WHAT IS ASKED:
Write out the lines below again, switching each "occupancy model" to "tracking model" and keeping everything else the same. Leave the pictures out.

INPUT MATERIAL:
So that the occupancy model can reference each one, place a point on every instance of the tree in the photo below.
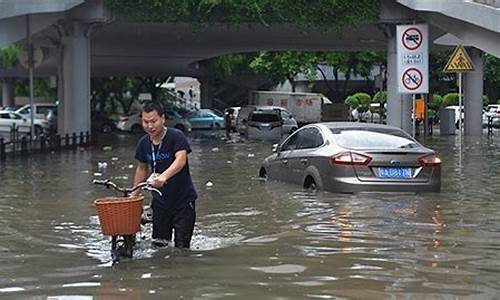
(324, 14)
(8, 56)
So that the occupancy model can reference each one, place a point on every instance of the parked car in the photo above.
(265, 124)
(235, 110)
(456, 108)
(99, 122)
(41, 110)
(205, 118)
(289, 122)
(351, 157)
(8, 119)
(133, 122)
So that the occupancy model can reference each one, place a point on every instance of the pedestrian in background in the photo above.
(161, 154)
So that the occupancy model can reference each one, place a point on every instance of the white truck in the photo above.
(305, 107)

EXERCISE SOLUTION:
So that the tracking model can reference each one, place a point on every instance of the tree in the photo below.
(324, 14)
(8, 56)
So that the tracking model can reference each one, place a point on every instance of the parked car in the photo above.
(265, 124)
(235, 110)
(456, 108)
(99, 122)
(41, 110)
(205, 118)
(289, 122)
(351, 157)
(8, 119)
(133, 122)
So that the tracking model can reference each one, place a point on every instance of the pedestrian in background in the photo above.
(161, 154)
So that the tracking model can reference each one, place a point on every instance of the white truck in the photo above.
(305, 107)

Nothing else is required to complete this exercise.